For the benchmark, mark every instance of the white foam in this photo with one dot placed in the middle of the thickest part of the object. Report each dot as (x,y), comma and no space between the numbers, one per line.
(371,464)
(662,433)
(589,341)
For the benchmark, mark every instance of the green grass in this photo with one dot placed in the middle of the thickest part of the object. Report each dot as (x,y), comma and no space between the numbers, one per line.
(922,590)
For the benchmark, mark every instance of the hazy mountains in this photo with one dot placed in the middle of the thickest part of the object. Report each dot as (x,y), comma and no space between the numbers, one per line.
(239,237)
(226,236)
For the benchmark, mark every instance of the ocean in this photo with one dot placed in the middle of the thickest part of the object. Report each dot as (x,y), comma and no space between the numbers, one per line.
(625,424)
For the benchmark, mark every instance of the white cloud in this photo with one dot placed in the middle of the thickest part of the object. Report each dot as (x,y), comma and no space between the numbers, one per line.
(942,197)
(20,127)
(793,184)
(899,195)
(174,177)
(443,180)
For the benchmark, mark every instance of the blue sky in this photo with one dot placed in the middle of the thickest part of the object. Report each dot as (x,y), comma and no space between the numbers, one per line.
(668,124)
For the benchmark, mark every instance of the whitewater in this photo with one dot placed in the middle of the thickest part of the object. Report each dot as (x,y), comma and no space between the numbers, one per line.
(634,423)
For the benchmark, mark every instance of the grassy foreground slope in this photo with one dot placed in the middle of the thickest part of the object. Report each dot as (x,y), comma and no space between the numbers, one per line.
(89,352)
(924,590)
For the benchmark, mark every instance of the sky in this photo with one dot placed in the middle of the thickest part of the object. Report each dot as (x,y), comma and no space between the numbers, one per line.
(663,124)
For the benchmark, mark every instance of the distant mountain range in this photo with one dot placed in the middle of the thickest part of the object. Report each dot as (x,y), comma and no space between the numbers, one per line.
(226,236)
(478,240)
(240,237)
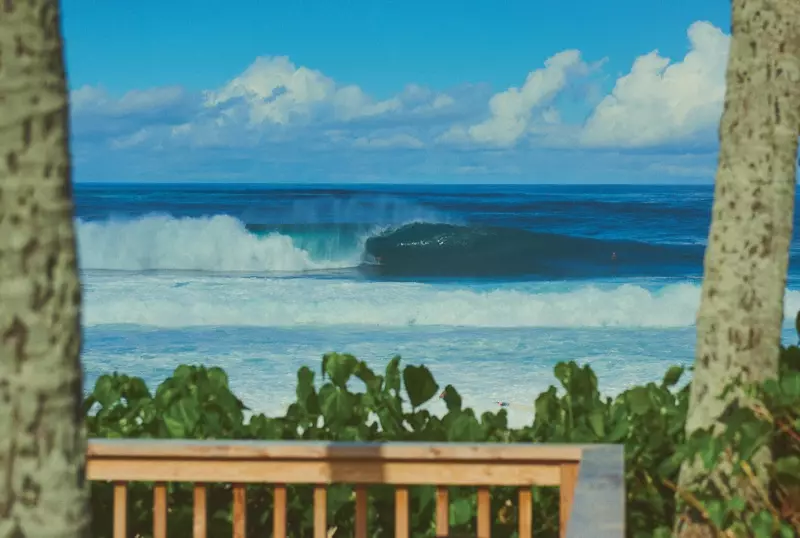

==============================

Task to complete – Show each line in the listing above that contains the word "cloud".

Task answer –
For the benchmark, mark every instance of the white cloud in this photo with one dot placed in the middle of the thickest part of the object. Report each dot as (x,y), comma and no space between the numbers, one per line.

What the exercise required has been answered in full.